Records contained in a dataset
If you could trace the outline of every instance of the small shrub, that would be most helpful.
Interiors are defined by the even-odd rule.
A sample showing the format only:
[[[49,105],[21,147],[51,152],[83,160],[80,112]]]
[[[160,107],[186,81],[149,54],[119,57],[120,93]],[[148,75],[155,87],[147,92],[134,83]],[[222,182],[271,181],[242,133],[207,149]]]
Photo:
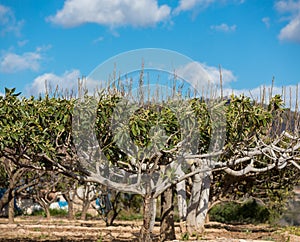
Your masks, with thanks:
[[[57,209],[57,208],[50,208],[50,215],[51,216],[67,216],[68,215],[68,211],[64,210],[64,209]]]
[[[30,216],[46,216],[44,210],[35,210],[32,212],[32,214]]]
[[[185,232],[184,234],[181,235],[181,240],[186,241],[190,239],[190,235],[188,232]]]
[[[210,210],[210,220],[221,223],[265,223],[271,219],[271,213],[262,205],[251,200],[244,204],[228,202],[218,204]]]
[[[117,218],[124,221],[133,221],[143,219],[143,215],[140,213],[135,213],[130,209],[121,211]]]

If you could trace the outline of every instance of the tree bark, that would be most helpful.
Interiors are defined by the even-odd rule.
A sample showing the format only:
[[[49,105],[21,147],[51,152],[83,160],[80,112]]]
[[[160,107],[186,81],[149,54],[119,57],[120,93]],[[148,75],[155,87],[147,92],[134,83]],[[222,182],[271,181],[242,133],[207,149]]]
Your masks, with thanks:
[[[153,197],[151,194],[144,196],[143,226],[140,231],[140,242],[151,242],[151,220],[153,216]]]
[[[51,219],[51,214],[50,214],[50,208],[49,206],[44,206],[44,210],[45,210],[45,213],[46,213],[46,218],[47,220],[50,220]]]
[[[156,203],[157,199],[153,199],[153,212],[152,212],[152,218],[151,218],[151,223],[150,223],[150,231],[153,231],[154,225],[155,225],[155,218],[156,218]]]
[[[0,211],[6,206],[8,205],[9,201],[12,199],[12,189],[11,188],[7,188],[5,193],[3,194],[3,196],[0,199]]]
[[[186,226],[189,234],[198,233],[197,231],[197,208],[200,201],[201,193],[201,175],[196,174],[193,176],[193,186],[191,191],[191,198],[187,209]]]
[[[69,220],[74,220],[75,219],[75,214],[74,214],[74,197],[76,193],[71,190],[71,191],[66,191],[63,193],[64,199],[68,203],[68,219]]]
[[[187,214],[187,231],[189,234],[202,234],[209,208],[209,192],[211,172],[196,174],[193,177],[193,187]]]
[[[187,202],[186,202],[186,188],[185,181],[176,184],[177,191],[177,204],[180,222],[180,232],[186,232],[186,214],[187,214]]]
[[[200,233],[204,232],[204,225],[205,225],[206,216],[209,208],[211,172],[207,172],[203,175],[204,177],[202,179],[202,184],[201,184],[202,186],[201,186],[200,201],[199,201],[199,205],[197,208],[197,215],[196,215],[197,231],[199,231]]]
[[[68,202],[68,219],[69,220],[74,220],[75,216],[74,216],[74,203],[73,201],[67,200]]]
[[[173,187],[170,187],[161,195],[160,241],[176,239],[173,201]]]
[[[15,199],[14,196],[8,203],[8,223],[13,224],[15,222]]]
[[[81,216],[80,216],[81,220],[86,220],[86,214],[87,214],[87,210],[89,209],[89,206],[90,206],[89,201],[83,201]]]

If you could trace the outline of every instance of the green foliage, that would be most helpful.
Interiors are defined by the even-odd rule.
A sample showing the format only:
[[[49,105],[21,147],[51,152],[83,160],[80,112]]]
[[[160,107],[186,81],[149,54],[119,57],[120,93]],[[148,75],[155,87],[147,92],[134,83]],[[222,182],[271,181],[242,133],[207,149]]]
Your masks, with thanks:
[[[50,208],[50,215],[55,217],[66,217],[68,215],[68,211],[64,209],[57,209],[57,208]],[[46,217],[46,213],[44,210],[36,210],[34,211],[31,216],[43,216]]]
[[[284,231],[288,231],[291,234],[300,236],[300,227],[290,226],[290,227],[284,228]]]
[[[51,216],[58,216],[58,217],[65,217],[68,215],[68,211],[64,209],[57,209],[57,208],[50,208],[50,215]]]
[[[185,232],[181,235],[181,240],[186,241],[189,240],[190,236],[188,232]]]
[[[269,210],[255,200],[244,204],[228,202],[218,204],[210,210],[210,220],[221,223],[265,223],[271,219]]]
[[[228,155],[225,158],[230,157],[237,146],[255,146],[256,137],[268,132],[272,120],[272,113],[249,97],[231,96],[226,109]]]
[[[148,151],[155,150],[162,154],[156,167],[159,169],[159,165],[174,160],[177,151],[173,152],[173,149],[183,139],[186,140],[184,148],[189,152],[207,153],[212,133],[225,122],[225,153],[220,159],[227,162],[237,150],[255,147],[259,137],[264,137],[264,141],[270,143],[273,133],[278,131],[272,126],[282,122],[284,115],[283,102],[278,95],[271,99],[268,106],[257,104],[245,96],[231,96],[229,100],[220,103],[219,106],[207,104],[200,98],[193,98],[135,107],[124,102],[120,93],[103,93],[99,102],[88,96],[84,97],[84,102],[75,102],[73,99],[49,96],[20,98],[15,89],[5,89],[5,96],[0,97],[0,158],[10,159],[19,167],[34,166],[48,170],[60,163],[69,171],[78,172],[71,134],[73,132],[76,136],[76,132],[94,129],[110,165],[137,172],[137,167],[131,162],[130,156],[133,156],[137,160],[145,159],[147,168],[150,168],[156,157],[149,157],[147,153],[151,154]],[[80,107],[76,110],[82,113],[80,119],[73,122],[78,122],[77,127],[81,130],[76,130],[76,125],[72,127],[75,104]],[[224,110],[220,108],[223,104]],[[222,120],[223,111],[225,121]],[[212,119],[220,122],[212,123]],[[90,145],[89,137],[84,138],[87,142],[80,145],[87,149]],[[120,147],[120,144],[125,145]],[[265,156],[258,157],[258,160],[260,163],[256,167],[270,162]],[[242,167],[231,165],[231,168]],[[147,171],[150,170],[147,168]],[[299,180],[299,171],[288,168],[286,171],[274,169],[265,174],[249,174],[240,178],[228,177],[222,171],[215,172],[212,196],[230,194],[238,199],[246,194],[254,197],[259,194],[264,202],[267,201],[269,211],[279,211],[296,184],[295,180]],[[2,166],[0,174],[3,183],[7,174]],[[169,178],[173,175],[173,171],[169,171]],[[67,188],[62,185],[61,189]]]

- _WHAT TO WORK ON_
Among the records, find every line holding the word "could" and copy it.

- _ANSWER SPACE_
If you could trace the outline of every instance of the small shrub, that would be most helpful.
If you could trace the outline of every instance of the tree bark, that would be most helpful.
If you could trace the outline of every instance of the green foliage, that would be most helpful.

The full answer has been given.